## Work to complete
Nothing but the text should be carried over: reproduce all the data exactly and leave out every image.

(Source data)
=== Section Start ===

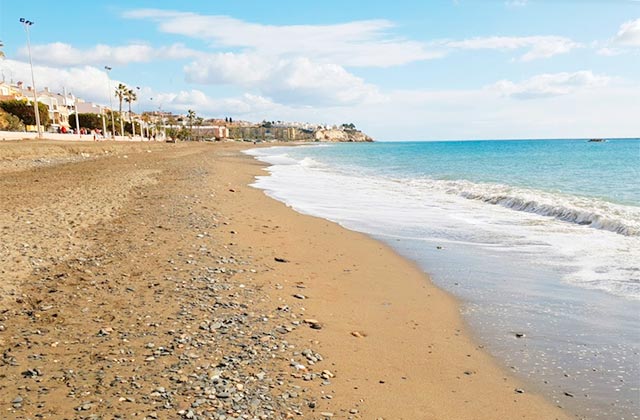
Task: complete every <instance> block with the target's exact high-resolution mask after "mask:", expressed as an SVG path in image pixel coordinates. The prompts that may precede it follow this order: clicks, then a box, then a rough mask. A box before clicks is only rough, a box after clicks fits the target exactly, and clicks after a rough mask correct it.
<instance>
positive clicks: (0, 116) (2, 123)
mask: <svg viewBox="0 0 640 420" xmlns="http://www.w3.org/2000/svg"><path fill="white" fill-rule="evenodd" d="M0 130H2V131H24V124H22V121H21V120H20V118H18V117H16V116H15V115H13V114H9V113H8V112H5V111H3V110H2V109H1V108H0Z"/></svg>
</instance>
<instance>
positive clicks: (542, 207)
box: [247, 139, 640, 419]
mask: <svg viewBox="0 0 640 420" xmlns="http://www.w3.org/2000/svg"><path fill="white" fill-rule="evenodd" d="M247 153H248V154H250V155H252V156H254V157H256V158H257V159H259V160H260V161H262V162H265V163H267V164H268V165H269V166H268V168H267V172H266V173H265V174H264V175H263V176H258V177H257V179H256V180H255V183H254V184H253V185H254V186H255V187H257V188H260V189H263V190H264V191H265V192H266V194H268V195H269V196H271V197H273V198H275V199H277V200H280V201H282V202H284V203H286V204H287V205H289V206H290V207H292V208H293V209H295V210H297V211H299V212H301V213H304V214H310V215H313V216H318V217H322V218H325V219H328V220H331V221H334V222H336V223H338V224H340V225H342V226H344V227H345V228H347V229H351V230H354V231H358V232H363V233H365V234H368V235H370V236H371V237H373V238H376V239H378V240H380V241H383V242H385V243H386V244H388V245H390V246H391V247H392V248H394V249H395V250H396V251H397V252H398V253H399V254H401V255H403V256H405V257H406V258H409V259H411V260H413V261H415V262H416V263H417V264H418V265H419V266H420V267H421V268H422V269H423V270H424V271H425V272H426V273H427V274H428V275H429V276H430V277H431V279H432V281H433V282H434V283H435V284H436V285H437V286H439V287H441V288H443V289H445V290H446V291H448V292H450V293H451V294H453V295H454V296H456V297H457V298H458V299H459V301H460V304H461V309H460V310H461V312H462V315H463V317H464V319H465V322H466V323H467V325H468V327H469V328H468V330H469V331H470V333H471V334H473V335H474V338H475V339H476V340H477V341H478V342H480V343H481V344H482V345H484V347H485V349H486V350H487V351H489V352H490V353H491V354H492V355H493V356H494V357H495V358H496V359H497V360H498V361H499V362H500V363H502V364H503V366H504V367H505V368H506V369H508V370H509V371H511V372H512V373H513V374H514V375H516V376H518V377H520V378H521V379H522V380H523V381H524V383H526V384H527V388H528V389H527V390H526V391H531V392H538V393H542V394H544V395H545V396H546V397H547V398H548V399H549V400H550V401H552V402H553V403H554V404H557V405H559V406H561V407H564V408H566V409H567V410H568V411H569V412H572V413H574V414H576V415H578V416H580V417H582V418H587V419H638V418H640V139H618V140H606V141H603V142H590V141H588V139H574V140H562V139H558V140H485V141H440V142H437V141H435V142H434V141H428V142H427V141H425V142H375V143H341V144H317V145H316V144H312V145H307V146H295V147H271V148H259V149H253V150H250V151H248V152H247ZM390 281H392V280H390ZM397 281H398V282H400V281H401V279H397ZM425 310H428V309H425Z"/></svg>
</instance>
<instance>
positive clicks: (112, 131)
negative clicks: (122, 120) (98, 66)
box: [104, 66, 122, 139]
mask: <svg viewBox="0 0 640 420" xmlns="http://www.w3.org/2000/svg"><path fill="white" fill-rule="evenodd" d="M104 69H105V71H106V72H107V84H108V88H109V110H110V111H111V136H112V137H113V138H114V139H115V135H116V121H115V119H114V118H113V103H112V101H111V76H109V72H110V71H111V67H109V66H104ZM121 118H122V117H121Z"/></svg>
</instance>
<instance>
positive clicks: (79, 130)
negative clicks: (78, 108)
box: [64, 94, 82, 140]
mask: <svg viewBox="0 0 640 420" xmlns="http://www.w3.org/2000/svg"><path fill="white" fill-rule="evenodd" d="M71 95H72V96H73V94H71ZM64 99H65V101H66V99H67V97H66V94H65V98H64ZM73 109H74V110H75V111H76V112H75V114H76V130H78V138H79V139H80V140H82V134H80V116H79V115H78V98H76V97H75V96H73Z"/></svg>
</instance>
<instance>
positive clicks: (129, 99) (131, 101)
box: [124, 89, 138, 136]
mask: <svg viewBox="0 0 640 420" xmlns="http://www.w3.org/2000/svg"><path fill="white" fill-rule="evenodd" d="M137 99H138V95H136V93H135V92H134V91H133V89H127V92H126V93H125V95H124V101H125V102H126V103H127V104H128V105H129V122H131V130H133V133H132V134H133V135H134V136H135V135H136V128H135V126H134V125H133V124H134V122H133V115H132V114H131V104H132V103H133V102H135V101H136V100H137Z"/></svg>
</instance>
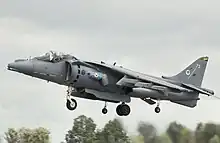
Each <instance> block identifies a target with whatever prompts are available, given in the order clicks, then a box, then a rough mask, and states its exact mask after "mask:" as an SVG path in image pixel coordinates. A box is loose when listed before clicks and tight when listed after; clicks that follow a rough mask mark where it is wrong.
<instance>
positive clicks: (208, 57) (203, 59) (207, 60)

=== Section End ===

## Exercise response
Task: complete every <instance> block with the target's exact high-resolution mask after "mask:", expressed as an SVG path in image pixel coordinates. The prompts that may precede it follow this order: clicks, then a box, then a rough mask. A box before clicks is only rough, a box after clicks fits the target exactly, and clicks after a rough mask correct it.
<instance>
positive clicks: (0, 116) (2, 123)
mask: <svg viewBox="0 0 640 420" xmlns="http://www.w3.org/2000/svg"><path fill="white" fill-rule="evenodd" d="M0 130H2V131H24V124H22V121H21V120H20V118H18V117H16V116H15V115H13V114H9V113H8V112H5V111H3V110H2V109H1V108H0Z"/></svg>
</instance>
<instance>
positive clicks: (542, 207)
box: [247, 139, 640, 419]
mask: <svg viewBox="0 0 640 420" xmlns="http://www.w3.org/2000/svg"><path fill="white" fill-rule="evenodd" d="M247 153H248V154H250V155H252V156H254V157H256V158H257V159H259V160H260V161H262V162H265V163H267V164H268V165H269V166H268V168H267V172H266V173H265V174H264V175H263V176H258V177H257V179H256V180H255V183H254V184H253V185H254V186H255V187H257V188H260V189H263V190H264V191H265V192H266V194H268V195H269V196H271V197H273V198H275V199H277V200H280V201H282V202H284V203H286V204H287V205H289V206H290V207H292V208H293V209H295V210H297V211H299V212H301V213H304V214H310V215H313V216H318V217H322V218H325V219H328V220H331V221H334V222H336V223H338V224H340V225H342V226H344V227H345V228H347V229H351V230H354V231H358V232H363V233H365V234H368V235H370V236H371V237H373V238H376V239H378V240H380V241H383V242H385V243H386V244H388V245H390V246H391V247H392V248H394V249H395V250H396V251H397V252H398V253H399V254H401V255H403V256H405V257H406V258H409V259H411V260H413V261H415V262H416V263H417V264H418V265H419V266H420V267H421V268H422V269H423V270H424V271H425V272H426V273H427V274H428V275H429V276H430V277H431V279H432V281H433V282H434V283H435V284H436V285H437V286H439V287H441V288H443V289H445V290H446V291H448V292H450V293H451V294H453V295H454V296H456V297H457V298H458V299H459V301H460V304H461V309H460V310H461V312H462V315H463V317H464V319H465V322H466V323H467V325H468V327H469V328H468V330H469V331H470V333H471V334H473V335H474V338H475V339H476V340H477V341H478V342H480V343H481V344H482V345H484V347H485V349H486V350H487V351H489V352H490V353H491V354H492V355H493V356H494V357H495V358H496V359H497V360H498V361H499V362H500V363H502V364H503V366H504V367H505V368H506V369H508V370H509V371H511V372H512V373H513V374H514V375H516V376H518V377H520V378H521V379H522V380H523V381H524V383H526V384H527V388H528V389H527V390H526V391H531V392H538V393H542V394H544V395H545V396H546V397H547V398H548V399H549V400H550V401H552V402H553V403H554V404H557V405H559V406H561V407H564V408H566V409H567V410H568V411H569V412H572V413H574V414H576V415H578V416H580V417H582V418H587V419H638V418H640V139H618V140H606V141H603V142H590V141H588V139H574V140H562V139H558V140H485V141H440V142H437V141H435V142H434V141H428V142H427V141H425V142H375V143H341V144H317V145H316V144H312V145H307V146H295V147H271V148H259V149H253V150H250V151H248V152H247ZM390 281H392V280H390ZM397 281H398V282H400V281H401V279H397ZM425 310H428V309H425Z"/></svg>
</instance>
<instance>
positive clicks: (112, 131)
negative clicks: (122, 120) (98, 66)
box: [104, 66, 122, 139]
mask: <svg viewBox="0 0 640 420" xmlns="http://www.w3.org/2000/svg"><path fill="white" fill-rule="evenodd" d="M104 69H105V71H106V72H107V84H108V88H109V110H110V111H111V136H112V137H113V138H114V139H115V135H116V121H115V119H114V118H113V103H112V101H111V76H109V72H110V71H111V67H109V66H104ZM121 118H122V117H121Z"/></svg>
</instance>
<instance>
positive clicks: (79, 130)
negative clicks: (78, 108)
box: [64, 94, 82, 140]
mask: <svg viewBox="0 0 640 420" xmlns="http://www.w3.org/2000/svg"><path fill="white" fill-rule="evenodd" d="M71 95H72V96H73V94H71ZM64 99H65V101H66V99H67V97H66V94H65V98H64ZM73 109H74V110H75V111H76V112H75V114H76V130H78V138H79V139H80V140H82V134H80V116H79V115H78V98H76V97H75V96H73Z"/></svg>
</instance>
<instance>
positive clicks: (129, 99) (131, 101)
box: [124, 89, 138, 136]
mask: <svg viewBox="0 0 640 420" xmlns="http://www.w3.org/2000/svg"><path fill="white" fill-rule="evenodd" d="M137 99H138V95H136V93H135V92H134V91H133V89H127V92H126V93H125V95H124V101H125V102H126V103H127V104H128V105H129V122H131V130H133V133H132V134H133V135H134V136H135V135H136V128H135V126H134V125H133V124H134V122H133V115H132V114H131V104H132V103H133V102H135V101H136V100H137Z"/></svg>
</instance>
Each <instance> block identifies a target with whatever prompts are available, given in the order clicks, then a box, then a rough mask, and states its exact mask after "mask:" as an SVG path in image pixel coordinates. A box is loose when listed before clicks and tight when listed after; clicks that follow a rough mask mark where it is wrong.
<instance>
positive clicks: (208, 57) (203, 59) (207, 60)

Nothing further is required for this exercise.